List every line below that contains the string "bottle", matching case exactly.

------------------------------------------------------------

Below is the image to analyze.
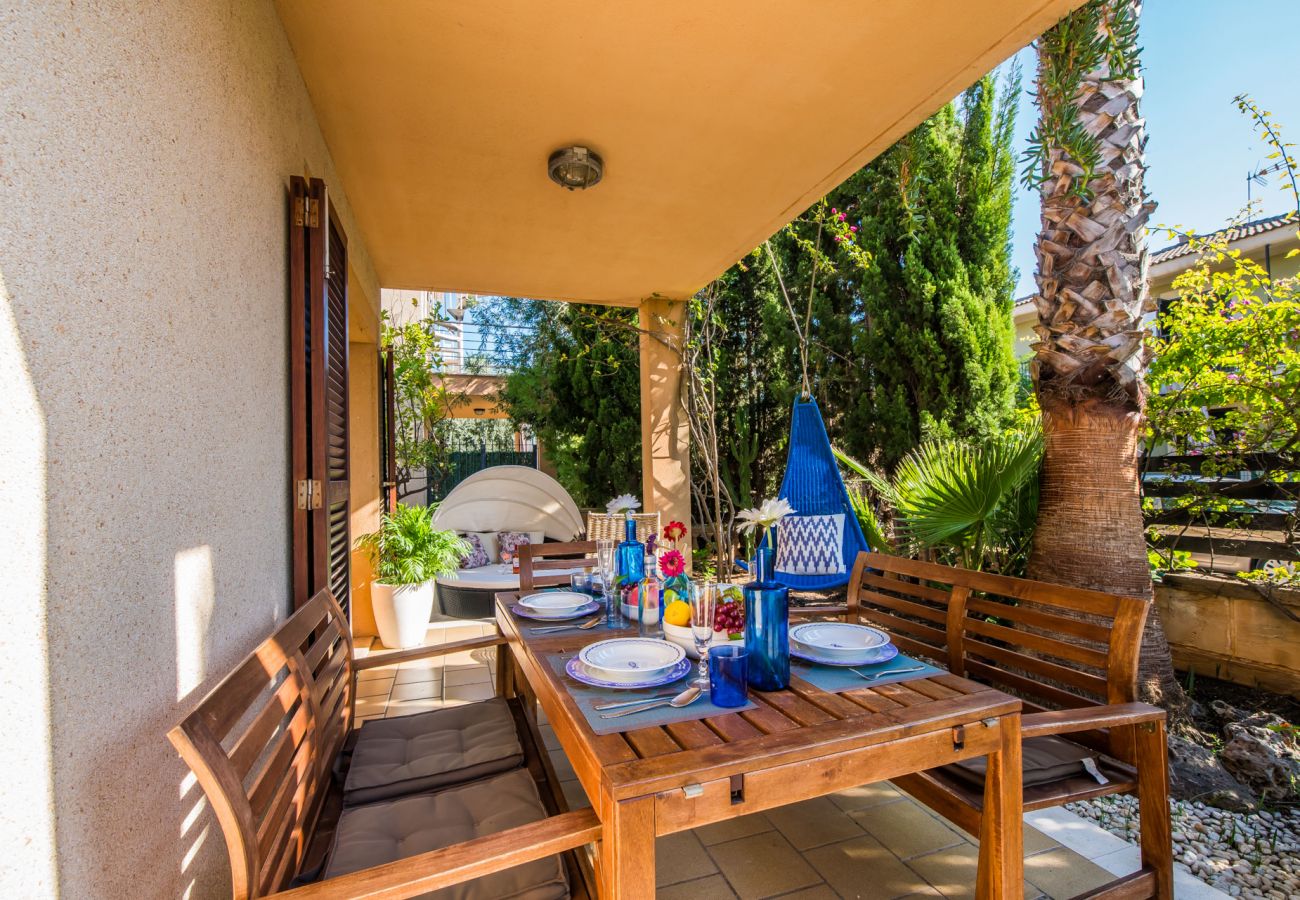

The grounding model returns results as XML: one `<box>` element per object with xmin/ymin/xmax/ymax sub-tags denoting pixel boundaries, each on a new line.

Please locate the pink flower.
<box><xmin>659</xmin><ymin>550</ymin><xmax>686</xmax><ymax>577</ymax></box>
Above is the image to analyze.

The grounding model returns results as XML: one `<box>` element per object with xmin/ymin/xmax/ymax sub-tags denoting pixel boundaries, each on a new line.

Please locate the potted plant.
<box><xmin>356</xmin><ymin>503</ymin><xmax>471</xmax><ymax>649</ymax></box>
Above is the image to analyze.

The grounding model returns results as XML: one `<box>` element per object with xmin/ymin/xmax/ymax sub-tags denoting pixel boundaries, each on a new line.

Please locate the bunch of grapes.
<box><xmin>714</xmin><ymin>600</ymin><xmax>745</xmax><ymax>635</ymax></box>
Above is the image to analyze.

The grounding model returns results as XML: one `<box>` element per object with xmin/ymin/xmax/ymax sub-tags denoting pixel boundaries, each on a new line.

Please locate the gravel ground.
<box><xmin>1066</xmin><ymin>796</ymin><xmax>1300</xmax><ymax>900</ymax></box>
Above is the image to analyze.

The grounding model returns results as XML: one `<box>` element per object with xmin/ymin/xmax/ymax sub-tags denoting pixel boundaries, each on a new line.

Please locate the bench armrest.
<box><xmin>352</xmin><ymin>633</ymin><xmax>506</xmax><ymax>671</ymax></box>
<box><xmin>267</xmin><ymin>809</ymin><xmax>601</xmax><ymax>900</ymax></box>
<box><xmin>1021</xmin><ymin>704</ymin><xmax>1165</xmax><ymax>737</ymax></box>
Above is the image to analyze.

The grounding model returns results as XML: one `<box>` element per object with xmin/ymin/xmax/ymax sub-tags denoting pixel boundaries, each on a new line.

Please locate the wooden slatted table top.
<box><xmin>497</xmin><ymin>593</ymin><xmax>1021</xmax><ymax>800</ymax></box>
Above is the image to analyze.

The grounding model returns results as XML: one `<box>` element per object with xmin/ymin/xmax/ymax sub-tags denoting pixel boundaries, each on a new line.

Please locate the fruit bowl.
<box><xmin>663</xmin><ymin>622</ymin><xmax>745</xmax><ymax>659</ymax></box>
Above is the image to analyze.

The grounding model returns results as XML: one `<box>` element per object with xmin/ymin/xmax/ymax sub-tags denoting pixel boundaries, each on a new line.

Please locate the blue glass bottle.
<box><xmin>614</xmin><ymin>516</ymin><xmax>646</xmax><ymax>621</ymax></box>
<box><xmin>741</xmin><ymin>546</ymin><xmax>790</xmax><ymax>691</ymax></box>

------------------------------------------------------------

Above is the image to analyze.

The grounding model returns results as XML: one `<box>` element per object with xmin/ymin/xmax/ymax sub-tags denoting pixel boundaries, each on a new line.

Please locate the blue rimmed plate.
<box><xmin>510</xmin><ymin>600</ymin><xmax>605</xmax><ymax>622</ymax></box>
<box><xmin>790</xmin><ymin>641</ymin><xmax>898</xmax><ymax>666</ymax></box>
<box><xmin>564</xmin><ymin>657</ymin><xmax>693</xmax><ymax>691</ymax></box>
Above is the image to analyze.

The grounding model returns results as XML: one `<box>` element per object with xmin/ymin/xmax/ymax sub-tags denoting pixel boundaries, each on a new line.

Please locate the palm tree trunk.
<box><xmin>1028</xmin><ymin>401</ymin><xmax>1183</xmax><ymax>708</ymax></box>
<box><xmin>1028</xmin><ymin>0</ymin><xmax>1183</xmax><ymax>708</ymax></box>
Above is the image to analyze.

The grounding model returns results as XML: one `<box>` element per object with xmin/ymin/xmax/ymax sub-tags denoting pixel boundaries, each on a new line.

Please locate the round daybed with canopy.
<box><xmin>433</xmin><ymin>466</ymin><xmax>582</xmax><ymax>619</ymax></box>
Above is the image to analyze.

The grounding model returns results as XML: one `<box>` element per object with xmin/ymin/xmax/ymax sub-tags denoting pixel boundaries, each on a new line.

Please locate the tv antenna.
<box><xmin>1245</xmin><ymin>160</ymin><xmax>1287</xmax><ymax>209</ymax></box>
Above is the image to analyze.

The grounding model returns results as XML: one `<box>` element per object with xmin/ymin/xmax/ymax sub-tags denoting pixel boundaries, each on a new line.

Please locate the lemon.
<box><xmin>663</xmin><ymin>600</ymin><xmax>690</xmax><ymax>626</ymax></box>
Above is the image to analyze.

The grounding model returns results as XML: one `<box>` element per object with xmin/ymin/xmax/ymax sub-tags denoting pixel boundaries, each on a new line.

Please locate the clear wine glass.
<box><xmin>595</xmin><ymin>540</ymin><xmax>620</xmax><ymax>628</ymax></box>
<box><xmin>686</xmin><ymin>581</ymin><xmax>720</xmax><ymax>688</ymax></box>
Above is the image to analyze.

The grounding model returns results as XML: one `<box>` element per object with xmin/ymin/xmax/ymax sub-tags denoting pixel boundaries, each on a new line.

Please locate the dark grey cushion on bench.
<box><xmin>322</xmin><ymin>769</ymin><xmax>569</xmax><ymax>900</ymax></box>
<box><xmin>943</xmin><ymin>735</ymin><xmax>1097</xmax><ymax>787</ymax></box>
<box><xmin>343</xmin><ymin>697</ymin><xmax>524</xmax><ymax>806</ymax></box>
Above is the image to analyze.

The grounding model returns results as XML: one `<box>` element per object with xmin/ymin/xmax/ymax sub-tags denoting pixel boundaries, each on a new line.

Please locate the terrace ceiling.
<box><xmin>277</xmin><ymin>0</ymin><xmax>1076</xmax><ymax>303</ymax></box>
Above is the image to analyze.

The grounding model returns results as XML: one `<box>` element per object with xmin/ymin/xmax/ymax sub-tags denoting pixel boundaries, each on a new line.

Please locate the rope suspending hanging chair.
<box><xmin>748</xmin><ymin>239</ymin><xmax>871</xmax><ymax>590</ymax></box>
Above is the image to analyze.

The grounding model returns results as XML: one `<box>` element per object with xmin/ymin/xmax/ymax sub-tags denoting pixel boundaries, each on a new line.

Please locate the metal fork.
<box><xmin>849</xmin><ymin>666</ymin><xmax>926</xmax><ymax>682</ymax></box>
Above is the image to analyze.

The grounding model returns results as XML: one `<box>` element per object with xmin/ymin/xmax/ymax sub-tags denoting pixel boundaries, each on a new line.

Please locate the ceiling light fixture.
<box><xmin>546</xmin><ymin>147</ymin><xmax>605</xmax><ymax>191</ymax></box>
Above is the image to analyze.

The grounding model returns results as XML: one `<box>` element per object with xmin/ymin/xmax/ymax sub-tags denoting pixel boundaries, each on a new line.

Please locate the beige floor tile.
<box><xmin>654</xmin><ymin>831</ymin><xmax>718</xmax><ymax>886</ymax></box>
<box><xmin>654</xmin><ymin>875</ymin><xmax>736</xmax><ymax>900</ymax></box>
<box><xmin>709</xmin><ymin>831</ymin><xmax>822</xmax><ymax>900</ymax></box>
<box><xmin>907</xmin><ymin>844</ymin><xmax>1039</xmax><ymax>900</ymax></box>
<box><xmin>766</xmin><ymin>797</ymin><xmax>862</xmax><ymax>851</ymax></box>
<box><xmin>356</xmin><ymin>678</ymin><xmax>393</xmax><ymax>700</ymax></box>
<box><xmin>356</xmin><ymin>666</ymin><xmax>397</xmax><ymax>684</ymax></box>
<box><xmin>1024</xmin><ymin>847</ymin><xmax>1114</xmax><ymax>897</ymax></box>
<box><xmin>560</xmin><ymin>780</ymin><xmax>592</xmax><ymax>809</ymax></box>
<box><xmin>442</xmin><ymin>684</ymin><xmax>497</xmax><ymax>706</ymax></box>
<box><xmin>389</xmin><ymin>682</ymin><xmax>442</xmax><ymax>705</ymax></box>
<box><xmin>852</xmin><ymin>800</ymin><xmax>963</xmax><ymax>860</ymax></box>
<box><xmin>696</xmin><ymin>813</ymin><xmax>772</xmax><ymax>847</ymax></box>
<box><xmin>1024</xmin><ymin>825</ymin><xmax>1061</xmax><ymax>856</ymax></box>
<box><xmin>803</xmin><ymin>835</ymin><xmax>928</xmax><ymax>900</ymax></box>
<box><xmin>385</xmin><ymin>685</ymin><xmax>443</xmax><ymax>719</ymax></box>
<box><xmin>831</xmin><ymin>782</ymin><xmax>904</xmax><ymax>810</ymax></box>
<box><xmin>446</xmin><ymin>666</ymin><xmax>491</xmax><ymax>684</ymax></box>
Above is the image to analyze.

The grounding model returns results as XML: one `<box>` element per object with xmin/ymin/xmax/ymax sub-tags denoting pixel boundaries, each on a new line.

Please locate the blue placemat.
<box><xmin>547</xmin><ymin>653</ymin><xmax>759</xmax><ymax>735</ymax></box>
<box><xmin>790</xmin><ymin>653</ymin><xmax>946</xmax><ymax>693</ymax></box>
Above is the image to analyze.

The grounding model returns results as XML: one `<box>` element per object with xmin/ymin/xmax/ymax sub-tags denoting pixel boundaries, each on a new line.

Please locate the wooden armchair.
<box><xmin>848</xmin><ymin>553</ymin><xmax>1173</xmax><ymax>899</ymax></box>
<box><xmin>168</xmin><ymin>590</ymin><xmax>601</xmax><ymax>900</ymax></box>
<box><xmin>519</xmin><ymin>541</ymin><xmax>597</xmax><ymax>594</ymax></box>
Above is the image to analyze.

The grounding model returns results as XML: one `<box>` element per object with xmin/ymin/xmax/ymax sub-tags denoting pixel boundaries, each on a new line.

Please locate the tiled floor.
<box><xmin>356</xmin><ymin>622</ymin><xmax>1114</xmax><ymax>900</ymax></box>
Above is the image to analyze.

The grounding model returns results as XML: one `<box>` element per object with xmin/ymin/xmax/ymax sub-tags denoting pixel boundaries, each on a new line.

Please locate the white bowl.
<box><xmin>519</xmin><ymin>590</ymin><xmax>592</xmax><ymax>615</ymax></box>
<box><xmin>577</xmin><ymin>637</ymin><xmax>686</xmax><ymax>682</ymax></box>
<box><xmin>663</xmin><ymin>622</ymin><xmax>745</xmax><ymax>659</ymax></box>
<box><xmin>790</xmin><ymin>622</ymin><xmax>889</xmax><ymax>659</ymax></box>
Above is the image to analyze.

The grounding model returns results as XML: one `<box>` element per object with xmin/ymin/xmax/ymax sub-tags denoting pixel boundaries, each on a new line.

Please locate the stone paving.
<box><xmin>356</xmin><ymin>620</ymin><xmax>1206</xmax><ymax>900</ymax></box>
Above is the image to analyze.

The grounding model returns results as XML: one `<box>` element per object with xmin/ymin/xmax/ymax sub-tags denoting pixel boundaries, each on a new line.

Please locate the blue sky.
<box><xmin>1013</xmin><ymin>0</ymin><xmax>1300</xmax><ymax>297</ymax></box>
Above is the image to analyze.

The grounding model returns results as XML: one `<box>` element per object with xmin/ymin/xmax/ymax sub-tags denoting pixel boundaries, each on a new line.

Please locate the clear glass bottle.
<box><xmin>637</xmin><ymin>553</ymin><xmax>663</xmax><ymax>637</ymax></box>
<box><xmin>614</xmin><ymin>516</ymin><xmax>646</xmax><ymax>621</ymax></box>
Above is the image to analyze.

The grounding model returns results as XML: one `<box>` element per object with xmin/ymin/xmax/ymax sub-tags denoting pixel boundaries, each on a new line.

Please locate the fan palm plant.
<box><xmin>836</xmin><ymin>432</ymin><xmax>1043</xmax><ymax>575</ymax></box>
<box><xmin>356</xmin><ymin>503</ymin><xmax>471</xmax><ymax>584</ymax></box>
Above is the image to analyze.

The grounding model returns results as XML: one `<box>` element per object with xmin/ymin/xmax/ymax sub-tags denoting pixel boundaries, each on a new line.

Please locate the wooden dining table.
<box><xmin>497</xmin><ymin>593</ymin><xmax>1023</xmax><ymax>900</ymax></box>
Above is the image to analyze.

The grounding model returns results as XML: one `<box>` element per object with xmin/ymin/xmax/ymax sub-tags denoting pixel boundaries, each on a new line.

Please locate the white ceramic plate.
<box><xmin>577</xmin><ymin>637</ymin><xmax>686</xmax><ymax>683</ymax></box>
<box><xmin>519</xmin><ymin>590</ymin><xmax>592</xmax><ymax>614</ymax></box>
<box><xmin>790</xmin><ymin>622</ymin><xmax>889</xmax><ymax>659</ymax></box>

------------------------------------------------------------

TASK OUTPUT:
Please locate the blue glass bottle.
Please locate the clear glass bottle.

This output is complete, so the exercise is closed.